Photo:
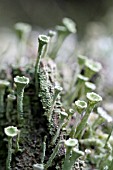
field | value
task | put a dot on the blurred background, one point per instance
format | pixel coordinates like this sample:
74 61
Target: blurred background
94 20
48 13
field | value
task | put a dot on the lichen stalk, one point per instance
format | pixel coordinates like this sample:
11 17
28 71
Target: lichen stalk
9 157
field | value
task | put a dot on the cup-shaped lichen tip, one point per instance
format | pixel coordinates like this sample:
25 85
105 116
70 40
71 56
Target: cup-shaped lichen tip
38 167
90 85
71 142
11 131
93 65
63 115
58 88
93 97
78 152
82 78
22 29
4 83
104 114
69 24
43 39
81 60
80 105
21 80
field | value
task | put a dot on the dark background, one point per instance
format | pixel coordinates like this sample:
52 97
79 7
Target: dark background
48 13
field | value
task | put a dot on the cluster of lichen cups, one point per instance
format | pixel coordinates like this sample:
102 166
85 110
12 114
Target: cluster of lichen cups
82 99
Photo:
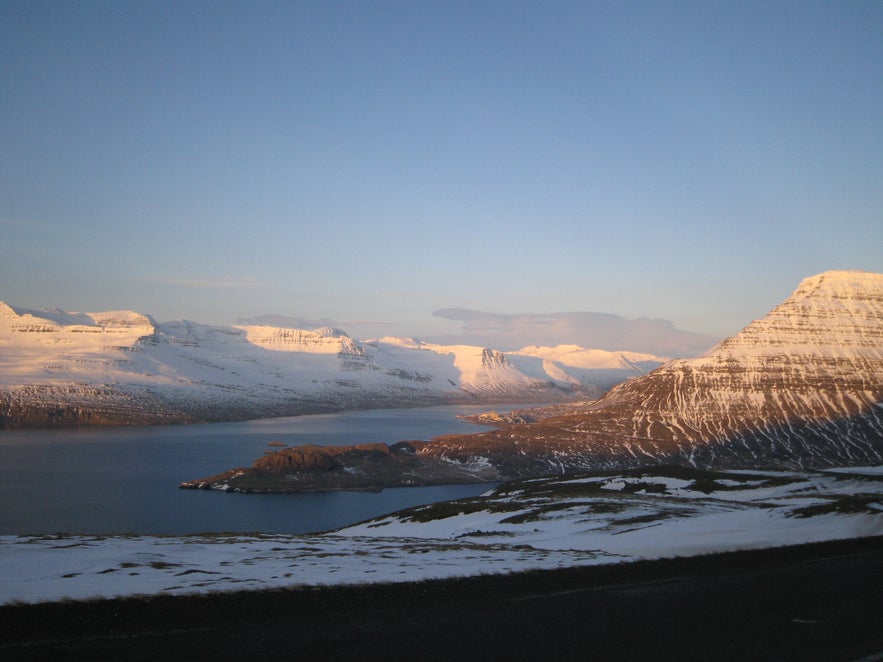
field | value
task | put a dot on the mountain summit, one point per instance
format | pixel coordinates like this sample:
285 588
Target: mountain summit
801 387
59 368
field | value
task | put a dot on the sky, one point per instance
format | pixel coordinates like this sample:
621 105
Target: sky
421 168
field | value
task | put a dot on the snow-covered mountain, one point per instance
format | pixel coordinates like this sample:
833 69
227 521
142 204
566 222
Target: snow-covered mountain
123 367
800 388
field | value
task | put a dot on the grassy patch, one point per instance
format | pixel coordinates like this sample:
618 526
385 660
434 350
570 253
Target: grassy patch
845 505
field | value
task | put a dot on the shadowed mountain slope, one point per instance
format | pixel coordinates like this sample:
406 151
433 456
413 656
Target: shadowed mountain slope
801 387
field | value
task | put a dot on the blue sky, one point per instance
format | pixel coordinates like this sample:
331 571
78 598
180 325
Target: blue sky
372 162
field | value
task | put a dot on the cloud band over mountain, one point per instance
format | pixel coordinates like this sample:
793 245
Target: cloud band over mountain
511 331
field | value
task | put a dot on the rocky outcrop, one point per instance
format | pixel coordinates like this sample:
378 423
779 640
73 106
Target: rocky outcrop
800 388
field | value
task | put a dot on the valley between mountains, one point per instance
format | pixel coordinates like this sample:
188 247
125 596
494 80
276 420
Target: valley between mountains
124 368
800 388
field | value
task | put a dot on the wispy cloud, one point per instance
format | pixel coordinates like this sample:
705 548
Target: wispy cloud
593 330
220 283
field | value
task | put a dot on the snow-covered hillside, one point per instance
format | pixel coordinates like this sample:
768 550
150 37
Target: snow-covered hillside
532 524
123 367
800 388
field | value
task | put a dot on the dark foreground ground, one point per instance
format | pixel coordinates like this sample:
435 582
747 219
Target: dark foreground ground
813 602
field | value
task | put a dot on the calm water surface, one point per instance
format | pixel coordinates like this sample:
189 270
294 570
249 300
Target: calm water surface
125 480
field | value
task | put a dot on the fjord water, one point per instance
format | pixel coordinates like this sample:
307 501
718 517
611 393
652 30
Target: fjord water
125 479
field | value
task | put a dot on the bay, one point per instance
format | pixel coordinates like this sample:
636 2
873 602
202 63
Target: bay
120 480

▸ WHAT TO PRODUCE: Repeat the listing in full and exactly. Leave any pictures out.

▸ EXERCISE RESULT:
Photo:
field | value
task | put a dot on the blurred background, one point per instance
format | pixel coordinates like this sample:
74 61
Target: blurred background
94 20
48 13
field | value
task | put a dot on the lichen stalk, one point per instance
format | pixel coordinates like this sample:
11 17
28 71
Target: lichen stalk
9 157
field | value
task | put a dot on the cup-shaped lichen tip, one point per instance
format | pixel coordinates like this sample:
25 85
105 116
70 40
71 56
Target: cup-shaped lichen tip
38 167
90 85
71 142
11 131
93 65
63 115
58 88
93 97
78 152
82 78
22 29
4 83
104 114
69 24
43 39
81 60
80 105
21 80
field | value
task | put a dot on the dark background, one point per instance
format | pixel coordinates like this sample:
52 97
79 7
Target: dark background
48 13
field | value
task | put a dot on the cluster of lichen cups, one point per instance
format | pixel coordinates like this sample:
102 166
85 110
12 114
Target: cluster of lichen cups
82 99
Photo:
field | value
task | put a dot on the mountain summit, one point per instance
format | pixel coordinates like this sample:
285 588
Target: mountain summit
801 387
59 368
field | value
task | put a dot on the sky, one point per instance
format | pixel coordinates like this sample:
621 105
Target: sky
421 168
field | value
task | put a dot on the snow-covered mountain, one point per instance
format | pixel coordinates like this sample:
833 69
227 521
142 204
566 222
Target: snow-covered mountain
123 367
800 388
field | value
task | put a dot on the grassy patch, one point per instance
format | pixel coordinates like this sample:
618 526
385 660
434 350
570 253
Target: grassy patch
845 505
field | value
task | put a dot on the shadowed mountain slope, one point per instance
format | pixel coordinates like this sample:
406 151
433 456
413 656
Target: shadowed mountain slope
801 387
field | value
task | put a dot on the blue sky, one point per instance
format | pixel coordinates like this sample:
331 571
78 598
180 325
Target: blue sky
372 162
field | value
task | put a dot on the cloud band over mountain, one point per instance
format | pixel coordinates like this sample:
793 245
Target: cloud band over mountain
511 331
field | value
task | put a dot on the rocky outcrop, one point per instance
format | pixel coordinates like this sample:
378 423
779 640
73 106
Target: rocky outcrop
800 388
field | value
task | put a dot on the valley between mountains, one point per instance
format | pixel coordinates like this sample:
188 247
125 596
494 80
276 420
Target: valley between mountains
124 368
800 388
field | value
task | put a dot on the wispy cloud, one point per instance
format | pixel coordinates like this sample:
705 548
Target: wispy cloud
593 330
220 283
field | value
task | put a dot on the snow-covered hillside, one point per instance
format | pixel coordinates like this sample:
768 550
150 37
Target: snow-covered hillside
532 524
123 367
800 388
field | value
task | put a dot on the dark foreground ground, one point per instance
format | pixel coordinates like this sample:
435 582
747 219
Target: dark foreground ground
813 602
field | value
task | put a dot on the calm water surface, one point per instance
format | pixel coordinates like this sample:
189 270
294 570
249 300
Target: calm water surface
125 480
field | value
task | put a dot on the fjord water, one point per instance
format | pixel coordinates like this sample:
307 501
718 517
611 393
652 30
Target: fjord water
125 479
field | value
task | put a dot on the bay, one point per instance
format | pixel coordinates like this sample:
636 2
873 602
202 63
Target: bay
120 480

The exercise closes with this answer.